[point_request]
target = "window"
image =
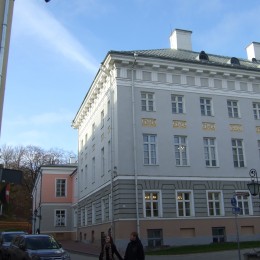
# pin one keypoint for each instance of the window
(147, 101)
(180, 149)
(102, 161)
(206, 106)
(151, 204)
(184, 204)
(177, 104)
(61, 187)
(108, 109)
(103, 209)
(210, 151)
(149, 143)
(60, 218)
(243, 202)
(102, 115)
(218, 234)
(215, 205)
(154, 237)
(238, 153)
(93, 130)
(93, 169)
(110, 207)
(256, 110)
(93, 213)
(232, 106)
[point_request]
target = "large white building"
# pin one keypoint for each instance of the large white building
(166, 139)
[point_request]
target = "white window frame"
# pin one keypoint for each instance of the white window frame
(57, 222)
(58, 189)
(214, 201)
(93, 211)
(233, 108)
(210, 151)
(241, 200)
(181, 149)
(184, 202)
(206, 108)
(178, 102)
(256, 110)
(152, 201)
(237, 152)
(150, 155)
(147, 101)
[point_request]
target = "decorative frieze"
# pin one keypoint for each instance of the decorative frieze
(236, 128)
(208, 126)
(149, 122)
(179, 124)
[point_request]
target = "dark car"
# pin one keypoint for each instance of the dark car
(6, 238)
(36, 247)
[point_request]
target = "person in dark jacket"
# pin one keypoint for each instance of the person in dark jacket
(134, 250)
(108, 250)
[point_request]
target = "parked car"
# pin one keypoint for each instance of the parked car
(6, 238)
(36, 247)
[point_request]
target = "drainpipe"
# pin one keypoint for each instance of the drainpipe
(2, 54)
(134, 143)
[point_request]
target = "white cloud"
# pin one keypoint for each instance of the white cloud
(33, 19)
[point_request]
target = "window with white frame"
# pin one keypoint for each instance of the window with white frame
(215, 203)
(150, 149)
(93, 213)
(103, 209)
(82, 217)
(93, 169)
(180, 150)
(256, 110)
(210, 151)
(177, 104)
(152, 204)
(110, 207)
(232, 106)
(93, 130)
(86, 176)
(206, 106)
(184, 203)
(102, 161)
(86, 216)
(60, 218)
(102, 115)
(238, 153)
(147, 101)
(244, 203)
(61, 187)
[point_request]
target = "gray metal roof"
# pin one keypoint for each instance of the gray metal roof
(191, 56)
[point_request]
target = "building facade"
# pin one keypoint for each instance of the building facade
(166, 139)
(54, 201)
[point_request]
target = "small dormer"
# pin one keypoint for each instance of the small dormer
(203, 56)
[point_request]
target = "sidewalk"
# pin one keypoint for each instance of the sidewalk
(94, 250)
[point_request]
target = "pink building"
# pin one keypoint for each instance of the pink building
(54, 201)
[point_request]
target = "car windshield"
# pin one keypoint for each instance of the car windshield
(9, 237)
(35, 243)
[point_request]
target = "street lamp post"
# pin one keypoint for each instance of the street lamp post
(253, 186)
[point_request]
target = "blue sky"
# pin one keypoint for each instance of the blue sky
(57, 47)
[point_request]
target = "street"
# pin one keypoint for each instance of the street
(230, 255)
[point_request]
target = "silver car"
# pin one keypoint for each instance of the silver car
(36, 247)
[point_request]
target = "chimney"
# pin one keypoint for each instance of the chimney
(181, 40)
(253, 51)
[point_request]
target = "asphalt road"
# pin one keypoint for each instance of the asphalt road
(224, 255)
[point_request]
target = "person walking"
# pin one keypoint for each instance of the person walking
(108, 250)
(134, 250)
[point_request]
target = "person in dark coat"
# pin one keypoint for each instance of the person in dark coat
(108, 250)
(134, 250)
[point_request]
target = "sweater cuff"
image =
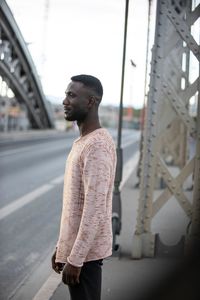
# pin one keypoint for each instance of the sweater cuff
(73, 264)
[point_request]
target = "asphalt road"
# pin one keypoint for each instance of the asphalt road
(31, 180)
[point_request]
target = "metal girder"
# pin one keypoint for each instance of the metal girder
(168, 124)
(18, 70)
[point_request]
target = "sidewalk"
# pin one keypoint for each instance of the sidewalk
(123, 277)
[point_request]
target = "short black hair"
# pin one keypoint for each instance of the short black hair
(91, 82)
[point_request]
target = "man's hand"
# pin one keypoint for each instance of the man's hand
(57, 267)
(70, 275)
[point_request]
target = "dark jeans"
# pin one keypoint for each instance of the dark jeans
(89, 287)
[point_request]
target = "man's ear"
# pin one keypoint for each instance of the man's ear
(92, 101)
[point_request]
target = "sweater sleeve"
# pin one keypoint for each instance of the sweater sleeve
(96, 173)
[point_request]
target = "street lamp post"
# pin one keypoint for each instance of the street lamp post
(116, 215)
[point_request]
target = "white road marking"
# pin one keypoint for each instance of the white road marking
(28, 198)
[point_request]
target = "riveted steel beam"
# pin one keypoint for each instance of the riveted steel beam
(169, 123)
(18, 70)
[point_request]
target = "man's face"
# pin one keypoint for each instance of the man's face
(76, 102)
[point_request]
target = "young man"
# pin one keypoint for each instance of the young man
(86, 230)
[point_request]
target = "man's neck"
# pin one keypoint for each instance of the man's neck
(86, 127)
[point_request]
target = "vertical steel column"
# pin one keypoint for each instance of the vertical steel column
(167, 117)
(143, 242)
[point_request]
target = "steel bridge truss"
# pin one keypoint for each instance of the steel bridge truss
(18, 71)
(169, 123)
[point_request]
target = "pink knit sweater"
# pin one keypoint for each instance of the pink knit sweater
(86, 228)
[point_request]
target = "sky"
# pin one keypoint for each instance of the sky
(71, 37)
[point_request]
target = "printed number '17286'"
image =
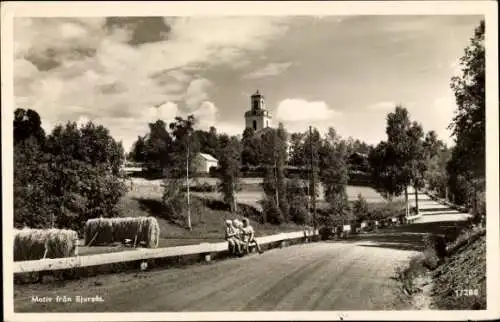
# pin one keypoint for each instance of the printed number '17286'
(467, 292)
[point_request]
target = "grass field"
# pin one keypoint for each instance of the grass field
(144, 199)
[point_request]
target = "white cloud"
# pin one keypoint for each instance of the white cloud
(455, 67)
(384, 106)
(270, 69)
(298, 110)
(117, 84)
(72, 30)
(206, 115)
(196, 93)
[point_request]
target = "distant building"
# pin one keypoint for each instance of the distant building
(258, 117)
(203, 162)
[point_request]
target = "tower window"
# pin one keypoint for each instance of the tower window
(255, 104)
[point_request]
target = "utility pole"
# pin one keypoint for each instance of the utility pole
(187, 182)
(313, 183)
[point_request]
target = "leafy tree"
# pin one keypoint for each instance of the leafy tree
(298, 156)
(385, 174)
(27, 123)
(84, 166)
(466, 168)
(298, 202)
(74, 176)
(400, 161)
(158, 147)
(32, 181)
(251, 154)
(184, 147)
(272, 213)
(229, 163)
(208, 140)
(334, 175)
(360, 208)
(436, 175)
(468, 124)
(138, 152)
(274, 157)
(312, 149)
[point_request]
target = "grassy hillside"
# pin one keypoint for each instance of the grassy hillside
(460, 283)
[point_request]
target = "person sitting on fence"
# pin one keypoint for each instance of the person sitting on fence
(249, 236)
(238, 238)
(231, 237)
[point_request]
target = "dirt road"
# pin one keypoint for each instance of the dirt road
(318, 276)
(333, 275)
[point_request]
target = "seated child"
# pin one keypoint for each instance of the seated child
(249, 236)
(231, 236)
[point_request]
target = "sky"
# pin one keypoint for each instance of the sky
(345, 72)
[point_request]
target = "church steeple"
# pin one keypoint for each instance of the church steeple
(257, 117)
(257, 101)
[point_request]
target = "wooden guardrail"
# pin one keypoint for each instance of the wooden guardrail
(143, 254)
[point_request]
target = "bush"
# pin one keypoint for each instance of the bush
(298, 213)
(360, 208)
(72, 177)
(437, 243)
(272, 212)
(325, 233)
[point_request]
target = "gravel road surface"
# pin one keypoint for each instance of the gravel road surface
(317, 276)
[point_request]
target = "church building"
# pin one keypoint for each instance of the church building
(258, 117)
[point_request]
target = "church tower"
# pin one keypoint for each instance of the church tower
(257, 117)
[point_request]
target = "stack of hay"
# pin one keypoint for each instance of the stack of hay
(34, 244)
(101, 231)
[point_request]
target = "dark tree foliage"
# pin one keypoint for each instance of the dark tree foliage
(74, 176)
(251, 150)
(27, 123)
(469, 121)
(229, 173)
(466, 168)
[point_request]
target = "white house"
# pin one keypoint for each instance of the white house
(203, 162)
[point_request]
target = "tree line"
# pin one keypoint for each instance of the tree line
(66, 177)
(73, 173)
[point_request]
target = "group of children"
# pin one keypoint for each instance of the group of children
(240, 235)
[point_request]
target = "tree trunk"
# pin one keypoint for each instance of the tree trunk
(407, 202)
(416, 200)
(276, 185)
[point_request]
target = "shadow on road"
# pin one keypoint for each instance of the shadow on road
(406, 237)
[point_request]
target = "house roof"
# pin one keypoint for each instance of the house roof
(207, 157)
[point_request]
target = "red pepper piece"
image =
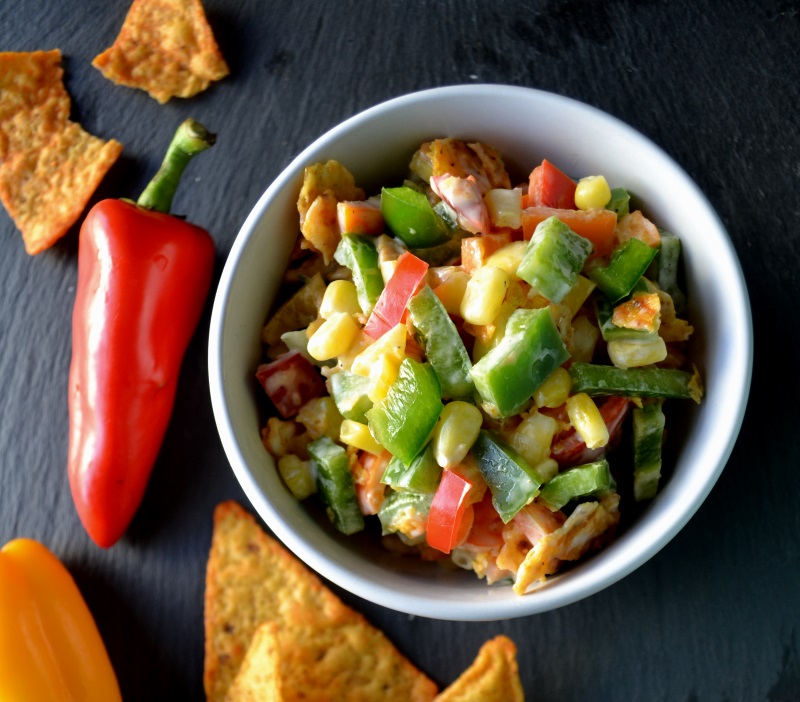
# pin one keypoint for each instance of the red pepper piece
(290, 381)
(143, 278)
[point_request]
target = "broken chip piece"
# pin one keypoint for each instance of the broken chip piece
(49, 166)
(327, 650)
(166, 48)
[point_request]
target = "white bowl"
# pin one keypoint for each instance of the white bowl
(525, 125)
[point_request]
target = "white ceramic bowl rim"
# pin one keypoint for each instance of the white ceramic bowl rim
(680, 498)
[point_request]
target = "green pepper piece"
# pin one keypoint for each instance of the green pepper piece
(553, 259)
(580, 481)
(648, 437)
(359, 254)
(335, 485)
(619, 202)
(422, 476)
(628, 263)
(510, 478)
(351, 394)
(596, 380)
(404, 511)
(444, 348)
(410, 217)
(403, 421)
(530, 350)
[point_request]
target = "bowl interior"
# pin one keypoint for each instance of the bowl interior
(525, 125)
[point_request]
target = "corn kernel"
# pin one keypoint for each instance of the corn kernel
(505, 207)
(554, 391)
(591, 192)
(509, 257)
(333, 337)
(632, 354)
(484, 295)
(455, 432)
(391, 344)
(298, 475)
(357, 435)
(533, 436)
(587, 420)
(340, 296)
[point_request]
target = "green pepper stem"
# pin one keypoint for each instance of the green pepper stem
(191, 138)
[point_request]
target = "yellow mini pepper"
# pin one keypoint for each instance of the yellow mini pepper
(50, 648)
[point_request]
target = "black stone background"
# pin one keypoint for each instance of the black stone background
(714, 616)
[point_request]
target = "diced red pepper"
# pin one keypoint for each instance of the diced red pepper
(407, 279)
(290, 381)
(451, 515)
(550, 187)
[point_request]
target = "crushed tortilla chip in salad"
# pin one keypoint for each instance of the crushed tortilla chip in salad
(460, 360)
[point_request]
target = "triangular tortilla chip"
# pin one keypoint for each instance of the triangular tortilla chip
(328, 651)
(166, 48)
(492, 677)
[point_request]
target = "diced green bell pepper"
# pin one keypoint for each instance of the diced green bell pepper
(648, 437)
(628, 263)
(553, 259)
(619, 202)
(422, 476)
(444, 348)
(403, 421)
(531, 349)
(513, 482)
(351, 394)
(411, 218)
(580, 481)
(335, 485)
(597, 380)
(358, 253)
(404, 512)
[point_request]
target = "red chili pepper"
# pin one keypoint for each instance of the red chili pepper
(143, 278)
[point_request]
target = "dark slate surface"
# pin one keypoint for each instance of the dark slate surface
(715, 615)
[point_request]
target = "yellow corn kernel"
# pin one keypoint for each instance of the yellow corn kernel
(357, 435)
(505, 207)
(451, 291)
(484, 295)
(340, 296)
(391, 344)
(591, 192)
(587, 420)
(382, 374)
(455, 432)
(632, 354)
(554, 391)
(509, 257)
(533, 436)
(333, 337)
(298, 475)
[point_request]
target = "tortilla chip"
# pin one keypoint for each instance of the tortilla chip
(492, 677)
(49, 166)
(327, 650)
(258, 678)
(166, 48)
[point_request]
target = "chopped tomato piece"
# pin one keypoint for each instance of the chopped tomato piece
(570, 450)
(550, 187)
(451, 514)
(290, 381)
(596, 225)
(408, 277)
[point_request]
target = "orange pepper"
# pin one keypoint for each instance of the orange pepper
(50, 648)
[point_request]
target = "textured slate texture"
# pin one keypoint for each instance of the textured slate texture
(714, 616)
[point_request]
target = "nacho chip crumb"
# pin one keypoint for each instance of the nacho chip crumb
(49, 166)
(166, 48)
(492, 677)
(327, 650)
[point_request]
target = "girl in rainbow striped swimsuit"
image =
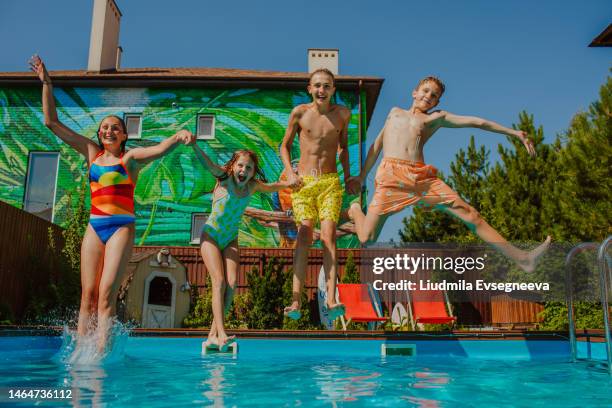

• _Exercise description_: Identify every line in the records above that contains the word "dirt", and copy each of those lines.

• _Solution to this exercise_:
target = "dirt road"
# pin one keypoint for each instance of the dirt road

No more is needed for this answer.